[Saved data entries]
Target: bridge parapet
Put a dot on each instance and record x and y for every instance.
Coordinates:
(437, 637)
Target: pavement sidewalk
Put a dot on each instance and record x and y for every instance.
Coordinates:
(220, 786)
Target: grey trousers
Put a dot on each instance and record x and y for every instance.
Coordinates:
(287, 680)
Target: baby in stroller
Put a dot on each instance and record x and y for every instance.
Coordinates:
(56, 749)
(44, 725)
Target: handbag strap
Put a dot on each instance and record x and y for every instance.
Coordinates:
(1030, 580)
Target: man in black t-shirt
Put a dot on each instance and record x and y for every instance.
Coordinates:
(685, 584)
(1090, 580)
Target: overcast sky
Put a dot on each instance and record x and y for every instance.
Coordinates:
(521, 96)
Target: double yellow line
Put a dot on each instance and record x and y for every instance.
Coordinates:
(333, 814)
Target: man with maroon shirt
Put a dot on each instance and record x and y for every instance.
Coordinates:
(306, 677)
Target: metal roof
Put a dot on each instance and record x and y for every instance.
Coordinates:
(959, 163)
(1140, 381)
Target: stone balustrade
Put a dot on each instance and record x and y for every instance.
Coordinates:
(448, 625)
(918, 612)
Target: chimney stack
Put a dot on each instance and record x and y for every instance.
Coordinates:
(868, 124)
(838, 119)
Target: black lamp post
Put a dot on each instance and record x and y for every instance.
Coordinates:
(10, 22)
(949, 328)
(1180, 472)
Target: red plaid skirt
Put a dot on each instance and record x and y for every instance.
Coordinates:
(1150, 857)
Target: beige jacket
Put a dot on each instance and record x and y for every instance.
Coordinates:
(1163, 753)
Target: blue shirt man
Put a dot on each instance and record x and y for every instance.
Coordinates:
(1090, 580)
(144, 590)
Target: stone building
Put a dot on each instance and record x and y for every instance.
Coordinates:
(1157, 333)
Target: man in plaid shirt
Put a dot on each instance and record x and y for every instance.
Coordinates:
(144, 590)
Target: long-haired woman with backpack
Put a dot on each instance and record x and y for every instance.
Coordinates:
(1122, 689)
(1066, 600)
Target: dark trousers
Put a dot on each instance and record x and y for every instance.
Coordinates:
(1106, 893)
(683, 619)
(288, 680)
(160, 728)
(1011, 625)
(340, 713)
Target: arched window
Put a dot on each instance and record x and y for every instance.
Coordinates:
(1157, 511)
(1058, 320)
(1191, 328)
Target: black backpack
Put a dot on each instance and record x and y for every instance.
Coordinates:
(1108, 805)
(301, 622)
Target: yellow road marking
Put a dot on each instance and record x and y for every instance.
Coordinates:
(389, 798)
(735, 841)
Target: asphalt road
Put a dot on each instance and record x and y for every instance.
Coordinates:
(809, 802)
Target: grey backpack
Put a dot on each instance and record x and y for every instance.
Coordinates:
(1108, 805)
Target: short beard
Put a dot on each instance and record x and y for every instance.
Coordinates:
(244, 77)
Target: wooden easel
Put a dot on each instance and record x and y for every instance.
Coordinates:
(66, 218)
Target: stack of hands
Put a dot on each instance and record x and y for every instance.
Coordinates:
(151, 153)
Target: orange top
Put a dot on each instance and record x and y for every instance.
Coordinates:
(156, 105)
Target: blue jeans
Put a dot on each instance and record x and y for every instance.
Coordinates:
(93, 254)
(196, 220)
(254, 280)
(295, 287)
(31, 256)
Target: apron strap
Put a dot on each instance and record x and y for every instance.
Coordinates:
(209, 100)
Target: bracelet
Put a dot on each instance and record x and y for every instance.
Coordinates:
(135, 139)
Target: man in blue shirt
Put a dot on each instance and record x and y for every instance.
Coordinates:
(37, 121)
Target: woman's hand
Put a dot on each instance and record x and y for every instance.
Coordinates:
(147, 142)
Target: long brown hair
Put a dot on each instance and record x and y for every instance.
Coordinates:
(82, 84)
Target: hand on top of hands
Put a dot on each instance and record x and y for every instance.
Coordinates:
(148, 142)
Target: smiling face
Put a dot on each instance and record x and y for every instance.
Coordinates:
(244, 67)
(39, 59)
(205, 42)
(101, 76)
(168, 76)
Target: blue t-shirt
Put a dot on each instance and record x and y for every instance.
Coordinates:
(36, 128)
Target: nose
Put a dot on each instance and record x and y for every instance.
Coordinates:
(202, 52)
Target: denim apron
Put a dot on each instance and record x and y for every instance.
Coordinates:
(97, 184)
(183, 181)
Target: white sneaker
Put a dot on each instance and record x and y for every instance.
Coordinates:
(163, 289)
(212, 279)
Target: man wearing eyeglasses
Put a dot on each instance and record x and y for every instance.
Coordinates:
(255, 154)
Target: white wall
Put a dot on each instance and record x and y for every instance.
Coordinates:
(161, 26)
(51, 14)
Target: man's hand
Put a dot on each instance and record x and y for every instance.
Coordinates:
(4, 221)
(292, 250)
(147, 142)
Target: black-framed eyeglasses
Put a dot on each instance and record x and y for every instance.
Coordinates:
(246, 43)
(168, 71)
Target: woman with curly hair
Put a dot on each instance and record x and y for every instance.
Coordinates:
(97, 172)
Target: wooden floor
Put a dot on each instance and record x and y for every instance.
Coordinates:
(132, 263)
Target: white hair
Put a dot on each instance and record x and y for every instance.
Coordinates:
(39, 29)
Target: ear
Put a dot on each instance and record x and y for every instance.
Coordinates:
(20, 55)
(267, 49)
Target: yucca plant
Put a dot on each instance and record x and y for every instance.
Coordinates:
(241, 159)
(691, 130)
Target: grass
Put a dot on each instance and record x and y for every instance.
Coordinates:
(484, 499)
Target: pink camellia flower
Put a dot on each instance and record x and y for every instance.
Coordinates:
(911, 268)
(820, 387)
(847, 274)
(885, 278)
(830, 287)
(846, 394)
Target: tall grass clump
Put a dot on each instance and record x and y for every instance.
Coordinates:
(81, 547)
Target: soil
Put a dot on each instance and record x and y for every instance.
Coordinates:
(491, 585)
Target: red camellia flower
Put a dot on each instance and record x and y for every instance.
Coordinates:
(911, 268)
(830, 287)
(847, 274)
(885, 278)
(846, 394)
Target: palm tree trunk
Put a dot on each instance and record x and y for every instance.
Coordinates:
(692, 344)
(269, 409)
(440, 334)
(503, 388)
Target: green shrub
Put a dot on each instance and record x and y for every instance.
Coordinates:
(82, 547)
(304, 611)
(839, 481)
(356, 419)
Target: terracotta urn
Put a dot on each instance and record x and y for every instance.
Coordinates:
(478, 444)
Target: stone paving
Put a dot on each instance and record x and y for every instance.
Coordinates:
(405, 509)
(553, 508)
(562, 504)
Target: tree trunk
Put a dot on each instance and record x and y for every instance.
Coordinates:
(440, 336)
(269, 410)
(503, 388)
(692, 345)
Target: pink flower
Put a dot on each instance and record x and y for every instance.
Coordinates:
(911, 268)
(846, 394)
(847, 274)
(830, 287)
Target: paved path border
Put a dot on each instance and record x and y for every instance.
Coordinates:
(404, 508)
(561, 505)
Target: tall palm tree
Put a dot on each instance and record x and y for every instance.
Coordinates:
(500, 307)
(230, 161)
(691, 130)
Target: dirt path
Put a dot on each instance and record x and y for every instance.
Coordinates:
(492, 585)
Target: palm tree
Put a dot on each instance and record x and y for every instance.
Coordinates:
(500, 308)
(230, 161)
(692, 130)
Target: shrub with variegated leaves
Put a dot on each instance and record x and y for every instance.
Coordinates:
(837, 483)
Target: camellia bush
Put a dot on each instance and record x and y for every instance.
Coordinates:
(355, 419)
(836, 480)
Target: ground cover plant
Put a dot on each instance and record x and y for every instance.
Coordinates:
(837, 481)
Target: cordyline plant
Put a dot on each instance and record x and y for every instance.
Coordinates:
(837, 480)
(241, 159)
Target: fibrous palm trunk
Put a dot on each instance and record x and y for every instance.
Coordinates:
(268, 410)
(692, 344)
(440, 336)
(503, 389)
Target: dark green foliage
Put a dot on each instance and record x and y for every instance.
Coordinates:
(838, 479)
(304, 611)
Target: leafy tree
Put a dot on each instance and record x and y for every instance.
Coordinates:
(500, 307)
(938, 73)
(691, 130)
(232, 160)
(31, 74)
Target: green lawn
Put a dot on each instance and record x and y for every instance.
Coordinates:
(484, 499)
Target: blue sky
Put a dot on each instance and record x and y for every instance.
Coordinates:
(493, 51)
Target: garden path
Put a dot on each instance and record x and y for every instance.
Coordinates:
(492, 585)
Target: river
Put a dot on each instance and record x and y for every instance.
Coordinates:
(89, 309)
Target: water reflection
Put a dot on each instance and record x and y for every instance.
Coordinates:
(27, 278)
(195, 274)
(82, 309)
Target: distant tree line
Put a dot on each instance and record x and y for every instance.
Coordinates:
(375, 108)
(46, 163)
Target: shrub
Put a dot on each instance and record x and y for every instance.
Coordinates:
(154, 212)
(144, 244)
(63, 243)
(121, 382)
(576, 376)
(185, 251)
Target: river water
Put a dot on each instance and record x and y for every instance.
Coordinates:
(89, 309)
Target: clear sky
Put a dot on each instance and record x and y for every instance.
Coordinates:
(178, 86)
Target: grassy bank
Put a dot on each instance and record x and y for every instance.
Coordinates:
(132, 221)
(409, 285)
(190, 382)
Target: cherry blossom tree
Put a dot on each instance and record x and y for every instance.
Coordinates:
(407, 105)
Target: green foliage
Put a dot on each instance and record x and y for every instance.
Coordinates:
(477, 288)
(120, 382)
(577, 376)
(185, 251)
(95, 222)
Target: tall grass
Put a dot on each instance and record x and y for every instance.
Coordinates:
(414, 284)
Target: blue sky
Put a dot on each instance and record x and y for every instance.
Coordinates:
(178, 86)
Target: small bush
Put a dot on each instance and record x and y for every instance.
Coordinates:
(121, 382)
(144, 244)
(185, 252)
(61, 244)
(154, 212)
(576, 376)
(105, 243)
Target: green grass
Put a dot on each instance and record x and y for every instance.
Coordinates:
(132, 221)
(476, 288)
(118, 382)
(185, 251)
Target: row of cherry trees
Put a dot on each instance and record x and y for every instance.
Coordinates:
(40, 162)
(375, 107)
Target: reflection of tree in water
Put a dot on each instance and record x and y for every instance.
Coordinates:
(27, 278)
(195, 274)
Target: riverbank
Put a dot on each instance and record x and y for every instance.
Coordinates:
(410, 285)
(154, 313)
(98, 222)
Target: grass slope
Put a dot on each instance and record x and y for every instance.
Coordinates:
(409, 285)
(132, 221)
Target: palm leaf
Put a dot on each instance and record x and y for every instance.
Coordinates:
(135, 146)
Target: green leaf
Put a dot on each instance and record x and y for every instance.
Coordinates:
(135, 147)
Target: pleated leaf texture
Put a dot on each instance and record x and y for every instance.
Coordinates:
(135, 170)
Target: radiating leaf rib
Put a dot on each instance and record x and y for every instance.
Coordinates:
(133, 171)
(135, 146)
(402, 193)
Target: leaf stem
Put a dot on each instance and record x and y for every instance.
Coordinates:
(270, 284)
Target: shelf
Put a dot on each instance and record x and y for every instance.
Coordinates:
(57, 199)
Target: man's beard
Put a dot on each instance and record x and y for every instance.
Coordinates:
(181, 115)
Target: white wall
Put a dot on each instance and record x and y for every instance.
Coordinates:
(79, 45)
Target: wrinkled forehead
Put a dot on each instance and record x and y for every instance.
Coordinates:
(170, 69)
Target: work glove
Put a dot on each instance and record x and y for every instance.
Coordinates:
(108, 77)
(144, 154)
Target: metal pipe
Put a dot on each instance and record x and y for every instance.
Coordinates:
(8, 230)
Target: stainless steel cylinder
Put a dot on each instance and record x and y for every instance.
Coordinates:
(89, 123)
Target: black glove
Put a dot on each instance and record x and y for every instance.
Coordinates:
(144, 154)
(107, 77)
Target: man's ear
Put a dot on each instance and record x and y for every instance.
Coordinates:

Stated problem: Copy out the entries word for word, starting at the very first line and ending at the line that contains "(1066, 600)".

Written answer:
Target: bridge parapet
Put a dot on each instance and record x and y for every instance.
Coordinates:
(437, 637)
Target: pavement sidewalk
Put a dot on each instance and record x and y for every instance.
Coordinates:
(220, 786)
Target: grey trousers
Put a dot on each instance and record x and y for every instance.
Coordinates:
(287, 680)
Target: baby in stroller
Put a dot on each instance and record x and y for every instance.
Coordinates:
(56, 749)
(44, 725)
Target: handbag strap
Put a dot on each instance and record x and y for every instance.
Coordinates:
(1030, 580)
Target: man in black t-shirt
Put a dot on each instance and record x and y for every instance.
Coordinates:
(685, 584)
(1090, 580)
Target: overcast sky
Put a dot on each instance and record x and y for every instance.
Coordinates:
(521, 96)
Target: double yellow line
Put a dot on each instance and record x and y for every instance.
Coordinates:
(333, 814)
Target: man with maroon shirt
Put a dot on each instance and record x and y for every instance.
Coordinates:
(306, 677)
Target: metal roof
Put a dot on each instance and record x and y for every instance.
Coordinates:
(959, 163)
(1140, 381)
Target: stone balustrade
Put a dot on each instance and record x and y for every instance.
Coordinates:
(448, 625)
(918, 612)
Target: chimney stack
Put a dot on each instance and record x and y for every instance.
Coordinates:
(868, 124)
(838, 119)
Target: black lamp post
Put a dot on each instance and record x and y for every instance.
Coordinates:
(10, 22)
(949, 328)
(1180, 472)
Target: red plaid skirt
Put a dot on each instance and record x and y for every instance.
Coordinates:
(1150, 857)
Target: beige jacket
Put a dot on each instance and record x and y for every instance.
Coordinates:
(1163, 753)
Target: blue shirt man
Put a dot on each instance and record x and y for every instance.
Coordinates:
(1090, 580)
(144, 590)
Target: stone building
Put a dot on each instance and record x and y for every instance.
Coordinates:
(1157, 333)
Target: man in plaid shirt
Put a dot on each instance and record x and y for every instance.
Coordinates:
(144, 590)
Target: long-haired woman with backpack
Put a dot on each instance and record x and y for every instance.
Coordinates:
(1122, 689)
(1066, 600)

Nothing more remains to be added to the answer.